Print every line of the listing exactly, please.

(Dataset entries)
• • • • • • •

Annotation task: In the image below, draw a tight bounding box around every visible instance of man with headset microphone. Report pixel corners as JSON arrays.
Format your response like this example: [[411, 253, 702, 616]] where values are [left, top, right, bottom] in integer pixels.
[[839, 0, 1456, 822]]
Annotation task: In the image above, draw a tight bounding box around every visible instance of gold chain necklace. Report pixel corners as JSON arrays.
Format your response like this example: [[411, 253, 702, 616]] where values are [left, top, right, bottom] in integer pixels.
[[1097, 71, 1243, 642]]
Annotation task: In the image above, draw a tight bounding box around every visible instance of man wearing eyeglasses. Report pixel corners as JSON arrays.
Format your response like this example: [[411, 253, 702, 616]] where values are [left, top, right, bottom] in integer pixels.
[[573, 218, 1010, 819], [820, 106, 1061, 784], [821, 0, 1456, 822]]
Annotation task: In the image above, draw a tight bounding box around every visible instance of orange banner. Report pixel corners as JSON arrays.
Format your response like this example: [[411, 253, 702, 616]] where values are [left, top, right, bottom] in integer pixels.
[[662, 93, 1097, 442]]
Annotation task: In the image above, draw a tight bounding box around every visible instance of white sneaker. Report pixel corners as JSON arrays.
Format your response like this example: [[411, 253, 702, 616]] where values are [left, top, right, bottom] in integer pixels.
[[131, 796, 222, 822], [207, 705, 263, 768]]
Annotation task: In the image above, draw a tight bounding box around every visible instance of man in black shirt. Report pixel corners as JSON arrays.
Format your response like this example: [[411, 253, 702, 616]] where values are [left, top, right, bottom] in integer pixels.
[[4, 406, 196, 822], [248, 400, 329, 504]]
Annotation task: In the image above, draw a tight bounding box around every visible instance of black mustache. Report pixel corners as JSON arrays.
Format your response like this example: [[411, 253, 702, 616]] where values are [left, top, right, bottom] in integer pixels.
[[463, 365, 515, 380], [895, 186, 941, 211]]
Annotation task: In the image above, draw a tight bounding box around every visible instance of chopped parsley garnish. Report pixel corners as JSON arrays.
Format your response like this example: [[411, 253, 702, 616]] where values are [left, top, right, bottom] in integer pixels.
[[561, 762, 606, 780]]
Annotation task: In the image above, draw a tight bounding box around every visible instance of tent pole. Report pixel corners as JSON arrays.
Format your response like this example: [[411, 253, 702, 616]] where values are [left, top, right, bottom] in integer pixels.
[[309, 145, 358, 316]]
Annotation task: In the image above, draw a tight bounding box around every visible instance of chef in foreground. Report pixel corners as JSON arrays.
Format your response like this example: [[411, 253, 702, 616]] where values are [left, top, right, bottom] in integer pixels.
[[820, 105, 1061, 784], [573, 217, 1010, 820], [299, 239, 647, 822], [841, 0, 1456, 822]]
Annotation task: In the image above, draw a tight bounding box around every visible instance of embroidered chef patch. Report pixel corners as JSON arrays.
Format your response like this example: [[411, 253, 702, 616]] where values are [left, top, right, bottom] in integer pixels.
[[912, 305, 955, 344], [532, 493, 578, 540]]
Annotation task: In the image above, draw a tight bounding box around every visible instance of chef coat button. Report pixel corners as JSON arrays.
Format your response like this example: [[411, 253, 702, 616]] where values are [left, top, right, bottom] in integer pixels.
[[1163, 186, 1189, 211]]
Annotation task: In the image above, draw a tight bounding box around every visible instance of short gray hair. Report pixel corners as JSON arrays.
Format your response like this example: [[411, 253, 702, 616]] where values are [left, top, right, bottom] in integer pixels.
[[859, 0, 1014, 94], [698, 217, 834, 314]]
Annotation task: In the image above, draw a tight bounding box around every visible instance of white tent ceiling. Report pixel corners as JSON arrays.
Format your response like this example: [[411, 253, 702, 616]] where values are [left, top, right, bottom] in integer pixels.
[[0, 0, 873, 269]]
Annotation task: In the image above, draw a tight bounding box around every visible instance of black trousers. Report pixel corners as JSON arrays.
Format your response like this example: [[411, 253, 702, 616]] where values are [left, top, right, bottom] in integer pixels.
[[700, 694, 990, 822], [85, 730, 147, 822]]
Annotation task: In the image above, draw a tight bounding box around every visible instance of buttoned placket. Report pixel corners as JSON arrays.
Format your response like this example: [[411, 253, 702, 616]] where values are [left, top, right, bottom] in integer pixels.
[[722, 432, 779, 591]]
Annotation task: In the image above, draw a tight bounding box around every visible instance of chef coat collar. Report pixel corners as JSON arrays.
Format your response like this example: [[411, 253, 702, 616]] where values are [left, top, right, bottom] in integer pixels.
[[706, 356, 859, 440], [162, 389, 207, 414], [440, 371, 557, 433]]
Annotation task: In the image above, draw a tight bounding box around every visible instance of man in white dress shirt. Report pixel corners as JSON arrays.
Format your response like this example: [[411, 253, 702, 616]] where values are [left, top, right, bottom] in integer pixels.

• • • • • • •

» **WORKED SOLUTION**
Annotation task: In the image below, draw a tight bounding box around every visible instance of man with headset microphone. Report pixel corners as JSON arrays.
Format your response like this example: [[411, 253, 702, 616]] where values are [left, top, right, bottom] in integer pixels.
[[839, 0, 1456, 822]]
Annotation task: In the image above, draw a tight bounding box around every visible instance of gold chain necklace. Report pixel corners as JSON arrays.
Format your response like this example: [[411, 253, 702, 616]] where values are [left, top, right, bottom] in integer pixels.
[[1097, 71, 1243, 642]]
Annotation task: In the image above, draw a tight bounding box around every visible instance of man wearing eyeglasses. Report pixel corners as JSON arrays.
Format your response like this example: [[411, 253, 702, 616]] where values are [left, top, right, bottom] in integer pixels.
[[573, 218, 1010, 819], [820, 106, 1061, 784], [821, 0, 1456, 822]]
Annotation task: In the image above, draw a tight bounding box around every visible instance of orange banner. Report pixel corners as JSON arrays.
Format your response like this example: [[411, 253, 702, 616]] where values are [left, top, right, bottom] in integer pixels.
[[662, 93, 1097, 442]]
Annotation task: In the image above, draw a tight bounding box around every visible instance of white sneaker. Report pixel corners as JSON arrays.
Format your response like this example: [[411, 253, 702, 616]] where values are [left, top, right, bottom] in integer pixels.
[[131, 796, 222, 822], [207, 705, 263, 768]]
Annotation task: In the image above, draw a tight bounding box around every visible instance of man in black shirt. Report pixel corners as JSON arrays.
Format your response like this example: [[411, 253, 702, 616]] where values are [left, top, right, bottom] in integer pixels.
[[4, 406, 196, 822], [248, 400, 329, 504]]
Annotation task: In the image above, draw a tight bounding box around every visible instance of black mustache. Report pixel corners as JSON arrays.
Format your response like this example: [[411, 253, 702, 616]] where values are [left, top, right, bottom] in integer pixels.
[[463, 365, 515, 380], [895, 186, 941, 211]]
Annotation task: In the image above, draw a tight bounding box around every visible instance of chopped parsley garnish. Report pixel corners as JSON arrays.
Format your response like this example: [[411, 253, 702, 616]] where values are [left, top, right, bottom] in integer pixels.
[[561, 762, 606, 780]]
Annotation task: In the image above, draw a tight bounding box around every visible instance of tent pole. Report pixel corners as JSON arrays.
Format your response like this example: [[411, 253, 702, 616]] where values are [left, top, right, bottom] in integer pixels.
[[309, 145, 358, 316]]
Annotation task: In the image above, draw a tight bounding box around every visible instance of chef in foreground. Report pixel corners as JSON arrays.
Format your response like this example: [[411, 253, 702, 616]] where values are [left, top, right, bottom] in integer pixels.
[[820, 105, 1061, 784], [573, 217, 1010, 820], [299, 239, 647, 822], [841, 0, 1456, 822]]
Annotation task: In the image above, draw a tight bounding box around every visible instance of embroidered chef patch. Report pixel corners as JSON arrays.
Format your response like this example: [[411, 253, 702, 616]] where values are [left, top, right, bottom] in integer pixels.
[[912, 305, 955, 344], [532, 493, 578, 540]]
Annotation task: In the image above, draw a tight bounding box around every visible instance of chef coat button. Report pixel corners as JSON arrays.
Format your response like this example: [[411, 253, 702, 616]] where values are [left, top, right, bottom] in integer pixels.
[[1163, 186, 1189, 211]]
Annotation task: In the image above, draw a tight bounding box around every visible instance of short gray hair. Report pixel corners as JSON arrays.
Format your response like this example: [[411, 253, 702, 616]] where values are [left, top, right, bottom] in integer pixels.
[[859, 0, 1014, 94], [698, 217, 834, 314]]
Annotation task: In the image above, draw a tight bounding box around every visible instance of white tent ceiling. Report pixel corners as JSON arrays.
Format your response like this example: [[411, 253, 702, 616]] where values are [left, top, right, bottom] in integer pixels.
[[0, 0, 873, 269]]
Annotation task: In the image above, draw a tight bounding box around every visible instance of black trousers. Report pixel corners as JSON arrays.
Format your response like this example: [[411, 253, 702, 616]] where values are [left, top, right, bottom] in integer pixels.
[[700, 694, 990, 822], [85, 730, 147, 822]]
Annotation task: In the image above, draw a tight bounding box around every visible instance of buttoned placket. Report pixel corners as JSON arrays.
Format your response like this example: [[411, 253, 702, 616]] where values are [left, top, right, bottom] in integer pixels.
[[722, 432, 779, 591]]
Annotation task: In the image above, draw a tight bounding box around every visible instance of chef coat collar. Report pixel corners as JSON arrays.
Format your response like this example: [[411, 253, 702, 616]] where values are [left, top, right, bottom] in integer pixels.
[[706, 356, 859, 440], [162, 389, 207, 414], [440, 371, 557, 433]]
Annotation task: In the image above, draw a tight bounding box around every visible instance of man in white dress shirt. Report pixel corners as JSON arrays.
Format your response like this example: [[411, 253, 702, 616]] where values are [left, top, right, bottom] in integer pixels.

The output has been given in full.